Thus, an inertial frame is not empirically distinguishable, within the system, from a freely-falling frame in a gravitational field. For the same reason, inertia is not distinguishable from gravity. Consider a frame (say, a windowless laboratory) sitting on the earth. Every object in the lab exhibits the same acceleration toward the floor, i.e. the acceleration due to the earth's gravity (9.8 meters/second/second). You feel your weight on the floor, and you feel the weight of an object in your hand, and any object you let go of falls to the floor with the same acceleration. Now imagine the same lab, accelerating upwards at 9.8 meters/second/second. In that case you will feel your inertia resisting the upward acceleration: your feet will press against the floor, an object in your hand will pull downward against your hand, and anything you let go of will fall towards the floor with the same acceleration. In other words, inertia will behave exactly like weight. Every experiment in this accelerating frame of reference will happen just as if the frame were at rest in a gravitational field.

*Set tasks:*
• A. In the passage on inertia and gravity, how fast is the imagined lab accelerating upward?
• B. Write the next part of the passage on inertia and gravity, picking up after its final sentence.
Nothing in the listing is needed.

Pointing listing:
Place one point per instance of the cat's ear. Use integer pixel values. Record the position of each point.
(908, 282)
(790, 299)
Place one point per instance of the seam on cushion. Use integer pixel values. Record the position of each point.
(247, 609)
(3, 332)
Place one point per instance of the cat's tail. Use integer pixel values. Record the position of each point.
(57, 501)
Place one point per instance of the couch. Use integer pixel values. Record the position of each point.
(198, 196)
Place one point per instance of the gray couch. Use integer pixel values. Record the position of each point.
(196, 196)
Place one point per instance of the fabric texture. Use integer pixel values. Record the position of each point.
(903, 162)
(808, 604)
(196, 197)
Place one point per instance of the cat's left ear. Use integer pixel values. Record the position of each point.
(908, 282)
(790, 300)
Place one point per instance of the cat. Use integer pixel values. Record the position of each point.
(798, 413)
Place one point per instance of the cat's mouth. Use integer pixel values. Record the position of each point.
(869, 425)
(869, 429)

*Exercise responses:*
• A. 9.8 meters/second/second.

• B.
So, in a sense, Einstein's philosophical idea turns out to be realized
in physics after all. The "special" principle of relativity does need to
be generalized in some way, since the inertial frames of reference are
indistinguishable, not only from one another, but from an uniformly accelerating
frames. Inertial motion is not really distinguishable from free fall in
a gravitational field. If two people are falling from a great distance
toward a planet, neither one will feel the effects of acceleration. Yet
each will think that the other is accelerating and coming closer. The situation
is something like that in the Michelson-Morely experiment. The experiment
is supposed to test whether you are at rest relative to the ether, but
the same test can be passed by laboratories that are in relative motion.
Similarly, the test for being in an inertial state of motion can be passed
by freely-falling trajectories that are in relative acceleration.
From general relativity to curved spacetime
These apparent absurdities are explained by the theory that spacetime is curved-that mass and energy, rather than creating a "field of force" in spacetime, cause a curvature of spacetime. Newton held that particles would naturally move uniformly in straight lines, but the gravitational pull of massive objects forces them to deviate; Einstein's theory says that particles naturally follow the "straightest possible paths" of spacetime, but massive objects create curvature in spacetime, so that the straightest possible paths are curved-objects follow the natural "contours" of spacetime, but their paths are curved because spacetime is curved.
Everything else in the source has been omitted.